> **Task to carry out**
Once you have read the listing below, output it again exactly.

══════

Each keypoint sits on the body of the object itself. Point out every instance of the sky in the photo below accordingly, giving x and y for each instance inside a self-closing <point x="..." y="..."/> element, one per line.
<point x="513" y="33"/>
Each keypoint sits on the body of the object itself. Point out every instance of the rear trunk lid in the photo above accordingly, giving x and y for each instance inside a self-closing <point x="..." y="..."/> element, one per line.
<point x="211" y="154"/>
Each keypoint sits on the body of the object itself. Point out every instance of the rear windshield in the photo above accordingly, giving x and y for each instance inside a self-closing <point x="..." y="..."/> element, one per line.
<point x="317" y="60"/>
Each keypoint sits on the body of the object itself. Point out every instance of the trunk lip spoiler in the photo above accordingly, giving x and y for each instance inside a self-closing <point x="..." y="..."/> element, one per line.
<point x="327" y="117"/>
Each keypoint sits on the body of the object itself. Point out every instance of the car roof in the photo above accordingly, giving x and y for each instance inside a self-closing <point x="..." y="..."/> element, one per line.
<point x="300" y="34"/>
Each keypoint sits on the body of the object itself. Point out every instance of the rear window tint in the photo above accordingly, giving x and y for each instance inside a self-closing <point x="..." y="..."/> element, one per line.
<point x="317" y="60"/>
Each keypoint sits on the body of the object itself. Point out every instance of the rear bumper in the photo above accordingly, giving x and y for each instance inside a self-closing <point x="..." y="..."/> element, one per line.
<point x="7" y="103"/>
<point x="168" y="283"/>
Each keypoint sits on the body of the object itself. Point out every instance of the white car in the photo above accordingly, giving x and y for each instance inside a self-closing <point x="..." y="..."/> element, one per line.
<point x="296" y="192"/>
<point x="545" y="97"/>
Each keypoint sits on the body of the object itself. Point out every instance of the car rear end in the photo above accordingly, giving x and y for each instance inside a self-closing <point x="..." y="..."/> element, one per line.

══════

> **Exercise output**
Each keypoint sits on the body of the object itself. Point out every instance of the sky in the photo below accordingly, giving x and y for each instance inside a self-closing <point x="..." y="..."/> element, one per line.
<point x="513" y="33"/>
Each keypoint sits on the body of the object itself. Point out every instance of the rear trunk lid in the photo above accordingly, giving x and y for each instance inside a self-closing <point x="..." y="..."/> element, one per line.
<point x="211" y="154"/>
Each keypoint sits on the body of the object itself. Point out every instance of the rear windshield in the photo above accordingly, giving x and y for each instance inside a self-closing <point x="..." y="..."/> element, one per line.
<point x="317" y="60"/>
Each keypoint sits on the body of the object itself. Point out every instance of the trunk lip spoiler in the photo above accordingly, giving x and y for each instance inside a self-closing <point x="..." y="..."/> element, one per line.
<point x="327" y="117"/>
Each keypoint sits on the body of the object itself. Point out every instance of the car roof in the photo above accordingly, giving x and y for each instance inside a self-closing <point x="..." y="..."/> element, one per line.
<point x="300" y="34"/>
Each keypoint sits on the body of the object itself. Point out every instance of the rear window tint in the photo above accordingly, giving x and y for each instance inside a self-closing <point x="..." y="..."/> element, one per line.
<point x="317" y="60"/>
Each keypoint sits on the body of the object itself. Point out every instance of the rear bumper in the photo above accordingly, giving x and y for each instance inside a self-closing <point x="..." y="..."/> element, one per line.
<point x="7" y="103"/>
<point x="168" y="283"/>
Each keypoint sits on the body of the object itself. Point out every instance of the white car in the photo above accordingly, giving x and y for each instance inside a self-closing <point x="..." y="..."/> element, one per line.
<point x="296" y="192"/>
<point x="545" y="97"/>
Each keypoint sits on the body of the object itself. Point out every instance of the car rear end in the photo above accordingly, giving x and y for each instance inside a self-closing <point x="..." y="..."/> element, one per line.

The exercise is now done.